• Supplied passage
=-=-=

Sub-network generation and topological network analysis in cytoscape

Node and edge information for the selected modules (Green and Tan) were exported from the adjacency matrix relying on the appropriate WGCNA function and imposing a threshold of 0.1 as minimum edge weight. 282 nodes and 18,085 edges for the Green module and 54 nodes and 601 edges for the Tan module were therefore imported in Cytoscape for further analysis43. Topological network analysis for Green and Tan sub-networks was performed in Cytoscape relying on CytoNCA app using the “with weight” analysis44. Peripheral genes were identified as those showing an eigenvector value lower than 0.02.

Gene ontology enrichment analysis

Gene ontology enrichment analysis for the Biological Process domain was performed on the 282 genes belonging to the green sub-network, using the list of 6168 genes selected for network generation as a custom reference set. Analysis was performed by TopGO (version 2.18.0)45 relying on Fisher test and Weight01 method to take into account ontology hierarchy; node size was set at 20. A 0.01 p-value cut off was applied to select significantly enriched GO terms. The same procedure was performed on the 54 nodes of the Tan sub-network. Overall screening gene ontology analysis contemplating more databases (ontologies, pathways, motifs, proteins and phenotypes) on cell-line specific differentially expressed genes were also performed using g:Profiler46.

=-=-=

[Recorded data]

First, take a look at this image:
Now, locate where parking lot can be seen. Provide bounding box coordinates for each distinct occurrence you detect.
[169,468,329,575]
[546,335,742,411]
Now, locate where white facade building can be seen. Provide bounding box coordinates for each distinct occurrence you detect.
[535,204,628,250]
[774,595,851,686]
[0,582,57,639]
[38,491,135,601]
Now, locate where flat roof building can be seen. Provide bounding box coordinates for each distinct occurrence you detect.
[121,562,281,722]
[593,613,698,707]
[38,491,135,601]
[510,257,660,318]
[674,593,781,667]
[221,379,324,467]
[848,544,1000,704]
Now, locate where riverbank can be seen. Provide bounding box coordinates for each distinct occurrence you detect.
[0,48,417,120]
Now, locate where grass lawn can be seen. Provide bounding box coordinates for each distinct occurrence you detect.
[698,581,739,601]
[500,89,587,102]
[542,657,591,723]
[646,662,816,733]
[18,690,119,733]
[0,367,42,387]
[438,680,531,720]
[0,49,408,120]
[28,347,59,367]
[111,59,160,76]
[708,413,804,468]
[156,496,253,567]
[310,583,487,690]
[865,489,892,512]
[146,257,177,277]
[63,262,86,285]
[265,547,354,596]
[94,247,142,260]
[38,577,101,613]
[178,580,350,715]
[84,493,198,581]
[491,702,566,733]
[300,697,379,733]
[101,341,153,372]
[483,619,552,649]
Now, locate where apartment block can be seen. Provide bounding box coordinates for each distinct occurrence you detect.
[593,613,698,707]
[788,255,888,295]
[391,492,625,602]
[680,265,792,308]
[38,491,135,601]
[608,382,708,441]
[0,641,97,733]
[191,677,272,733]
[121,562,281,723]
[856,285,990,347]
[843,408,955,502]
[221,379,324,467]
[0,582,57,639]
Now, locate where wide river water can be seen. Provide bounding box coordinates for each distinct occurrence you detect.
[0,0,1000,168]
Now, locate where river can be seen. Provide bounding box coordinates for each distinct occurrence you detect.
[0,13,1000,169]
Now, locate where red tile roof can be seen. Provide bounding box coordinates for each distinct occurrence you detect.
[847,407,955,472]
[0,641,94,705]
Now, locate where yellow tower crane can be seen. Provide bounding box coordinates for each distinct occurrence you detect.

=-=-=

• Task
From the methods text on network analysis and gene ontology enrichment, extract the stretch from "Sub-network generation and" through "lower than 0.02.".

• Problem solution
Sub-network generation and topological network analysis in cytoscape

Node and edge information for the selected modules (Green and Tan) were exported from the adjacency matrix relying on the appropriate WGCNA function and imposing a threshold of 0.1 as minimum edge weight. 282 nodes and 18,085 edges for the Green module and 54 nodes and 601 edges for the Tan module were therefore imported in Cytoscape for further analysis43. Topological network analysis for Green and Tan sub-networks was performed in Cytoscape relying on CytoNCA app using the “with weight” analysis44. Peripheral genes were identified as those showing an eigenvector value lower than 0.02.